(Dataset excerpt)

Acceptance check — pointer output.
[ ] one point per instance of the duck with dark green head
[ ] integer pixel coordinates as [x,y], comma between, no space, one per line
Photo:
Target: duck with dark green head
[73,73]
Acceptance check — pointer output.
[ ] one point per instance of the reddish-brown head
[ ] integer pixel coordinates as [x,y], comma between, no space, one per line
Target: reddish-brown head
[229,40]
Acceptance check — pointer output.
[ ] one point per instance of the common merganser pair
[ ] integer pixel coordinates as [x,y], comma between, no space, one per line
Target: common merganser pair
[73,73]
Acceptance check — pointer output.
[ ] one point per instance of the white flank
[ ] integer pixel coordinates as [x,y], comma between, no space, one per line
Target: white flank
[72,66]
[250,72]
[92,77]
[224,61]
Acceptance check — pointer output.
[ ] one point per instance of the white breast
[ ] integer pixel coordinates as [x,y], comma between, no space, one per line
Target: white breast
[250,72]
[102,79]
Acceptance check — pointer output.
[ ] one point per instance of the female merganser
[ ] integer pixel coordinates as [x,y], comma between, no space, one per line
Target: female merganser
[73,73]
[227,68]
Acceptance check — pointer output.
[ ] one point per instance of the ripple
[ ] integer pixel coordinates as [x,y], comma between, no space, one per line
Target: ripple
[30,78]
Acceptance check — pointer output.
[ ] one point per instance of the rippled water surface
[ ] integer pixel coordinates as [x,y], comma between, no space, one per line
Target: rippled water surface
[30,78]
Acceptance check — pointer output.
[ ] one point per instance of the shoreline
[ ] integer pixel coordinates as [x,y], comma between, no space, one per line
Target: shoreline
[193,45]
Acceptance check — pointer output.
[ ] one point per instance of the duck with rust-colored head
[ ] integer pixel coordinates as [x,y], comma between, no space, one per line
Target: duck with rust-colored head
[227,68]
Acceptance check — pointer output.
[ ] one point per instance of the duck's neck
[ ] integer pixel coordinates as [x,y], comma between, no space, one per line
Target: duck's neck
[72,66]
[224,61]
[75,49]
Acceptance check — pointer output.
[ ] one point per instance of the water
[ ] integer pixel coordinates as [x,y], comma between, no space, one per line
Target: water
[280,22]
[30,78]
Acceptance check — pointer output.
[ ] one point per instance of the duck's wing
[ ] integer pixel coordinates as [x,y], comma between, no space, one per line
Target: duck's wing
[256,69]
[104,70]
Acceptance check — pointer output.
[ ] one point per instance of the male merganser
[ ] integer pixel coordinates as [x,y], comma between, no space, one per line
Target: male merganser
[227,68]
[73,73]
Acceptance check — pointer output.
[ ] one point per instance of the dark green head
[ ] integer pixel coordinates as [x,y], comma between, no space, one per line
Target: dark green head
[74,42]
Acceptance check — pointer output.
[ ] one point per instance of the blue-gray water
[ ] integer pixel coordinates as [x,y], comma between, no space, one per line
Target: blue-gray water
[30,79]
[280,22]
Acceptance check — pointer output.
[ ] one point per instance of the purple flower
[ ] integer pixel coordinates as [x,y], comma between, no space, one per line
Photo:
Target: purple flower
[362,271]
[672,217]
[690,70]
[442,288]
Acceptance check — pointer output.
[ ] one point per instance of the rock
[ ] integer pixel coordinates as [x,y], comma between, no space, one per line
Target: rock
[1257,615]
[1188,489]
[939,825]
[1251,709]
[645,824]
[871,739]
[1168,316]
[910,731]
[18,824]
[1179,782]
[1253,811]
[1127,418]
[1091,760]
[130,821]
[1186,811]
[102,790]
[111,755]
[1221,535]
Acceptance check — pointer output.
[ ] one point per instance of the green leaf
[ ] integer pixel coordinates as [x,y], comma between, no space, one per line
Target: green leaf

SET EXERCISE: Please pull out every line of the records that contains the word "duck".

SOLUTION FOR THIS EXERCISE:
[ ] one point per instance of the duck with dark green head
Target: duck with dark green head
[ ] one point per instance of the duck with rust-colored head
Target: duck with rust-colored head
[ ] one point per instance of the duck's neck
Target: duck's neck
[ ] one point per instance of the duck's wing
Target: duck's wing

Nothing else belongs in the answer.